Task objective ->
Print exactly those lines that run from the beginning of the data to the line bearing "# pick out the fallen", inclusive.

=== Begin Enclosure ===

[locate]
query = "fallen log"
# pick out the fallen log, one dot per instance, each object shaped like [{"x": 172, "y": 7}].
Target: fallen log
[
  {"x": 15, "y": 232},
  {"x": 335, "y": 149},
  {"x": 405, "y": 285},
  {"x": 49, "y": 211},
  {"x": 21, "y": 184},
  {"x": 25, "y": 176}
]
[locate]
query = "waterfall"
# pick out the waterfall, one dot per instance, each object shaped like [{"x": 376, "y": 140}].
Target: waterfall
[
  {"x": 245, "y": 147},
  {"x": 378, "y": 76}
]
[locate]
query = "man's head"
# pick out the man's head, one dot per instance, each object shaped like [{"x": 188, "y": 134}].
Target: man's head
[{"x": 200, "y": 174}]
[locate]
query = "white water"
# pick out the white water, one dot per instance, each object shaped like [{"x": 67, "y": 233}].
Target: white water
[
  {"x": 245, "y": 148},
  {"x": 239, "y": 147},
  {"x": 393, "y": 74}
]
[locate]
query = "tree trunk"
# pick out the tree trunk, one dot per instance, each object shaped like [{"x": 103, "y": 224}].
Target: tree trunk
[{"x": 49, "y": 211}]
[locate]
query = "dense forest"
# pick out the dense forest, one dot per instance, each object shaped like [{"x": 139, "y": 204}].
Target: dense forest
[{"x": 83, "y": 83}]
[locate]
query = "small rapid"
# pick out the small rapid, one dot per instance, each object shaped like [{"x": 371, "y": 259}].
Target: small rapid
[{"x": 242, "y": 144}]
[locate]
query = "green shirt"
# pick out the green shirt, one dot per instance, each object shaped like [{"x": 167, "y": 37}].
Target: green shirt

=== End Enclosure ===

Output of the exercise ->
[locate]
query = "fallen log"
# pick out the fallen log, one dot per instance, each object shaped like [{"x": 172, "y": 7}].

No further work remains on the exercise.